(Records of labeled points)
"""

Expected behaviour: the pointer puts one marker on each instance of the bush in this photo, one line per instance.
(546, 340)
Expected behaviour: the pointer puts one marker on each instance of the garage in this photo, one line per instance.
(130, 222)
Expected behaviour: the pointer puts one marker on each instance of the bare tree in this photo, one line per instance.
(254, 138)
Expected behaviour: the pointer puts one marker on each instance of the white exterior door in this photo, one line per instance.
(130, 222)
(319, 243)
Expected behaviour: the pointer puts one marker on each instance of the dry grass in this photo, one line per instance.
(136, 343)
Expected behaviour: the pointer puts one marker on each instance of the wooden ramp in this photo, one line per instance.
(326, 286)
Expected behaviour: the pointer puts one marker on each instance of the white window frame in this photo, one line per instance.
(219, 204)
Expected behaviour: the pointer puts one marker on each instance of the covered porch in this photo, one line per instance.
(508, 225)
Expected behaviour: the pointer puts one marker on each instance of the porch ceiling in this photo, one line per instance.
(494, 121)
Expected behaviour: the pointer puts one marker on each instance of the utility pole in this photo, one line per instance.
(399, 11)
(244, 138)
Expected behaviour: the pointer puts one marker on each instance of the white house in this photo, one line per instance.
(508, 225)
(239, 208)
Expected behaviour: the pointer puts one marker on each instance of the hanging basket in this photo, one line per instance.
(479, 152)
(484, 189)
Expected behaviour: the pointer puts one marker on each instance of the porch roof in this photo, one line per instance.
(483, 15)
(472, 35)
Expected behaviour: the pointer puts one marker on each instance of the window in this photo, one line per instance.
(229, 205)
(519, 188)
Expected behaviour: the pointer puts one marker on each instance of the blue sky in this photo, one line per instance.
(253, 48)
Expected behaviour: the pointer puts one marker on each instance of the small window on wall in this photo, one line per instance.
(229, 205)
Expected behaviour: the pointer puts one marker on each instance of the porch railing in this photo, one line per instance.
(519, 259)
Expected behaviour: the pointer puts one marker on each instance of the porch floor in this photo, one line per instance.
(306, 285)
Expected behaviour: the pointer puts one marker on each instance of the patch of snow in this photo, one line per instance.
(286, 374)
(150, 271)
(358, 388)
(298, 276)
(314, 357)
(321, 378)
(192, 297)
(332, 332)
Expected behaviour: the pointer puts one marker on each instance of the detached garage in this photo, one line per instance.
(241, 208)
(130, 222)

"""

Rewrite the part of the records that opens with the line containing "wall in this photo, one line per instance." and closes with the end of the records, replacing "patch of snow" with "snowy patch" and leaving everything else unchanged. Return only that part.

- **Answer for the task**
Expected behaviour: the pointer puts one marker on each instance of the small window on wall in this photo, one line per instance.
(229, 205)
Expected behaviour: the pointer puts one marker on each instance of the porch railing in this photo, one line per instance.
(519, 259)
Expected behaviour: the pointer puts one marker on each instance of the porch floor in this photo, one line per instance.
(306, 285)
Expected behaviour: the pointer puts one marker on each instance of the snowy patch in this photo, one line per instance.
(286, 374)
(150, 271)
(358, 388)
(298, 276)
(314, 357)
(321, 378)
(192, 297)
(332, 332)
Expected behaviour: the pointer puts one marker on each instance of the detached garage in this photo, one line per instance.
(241, 208)
(130, 222)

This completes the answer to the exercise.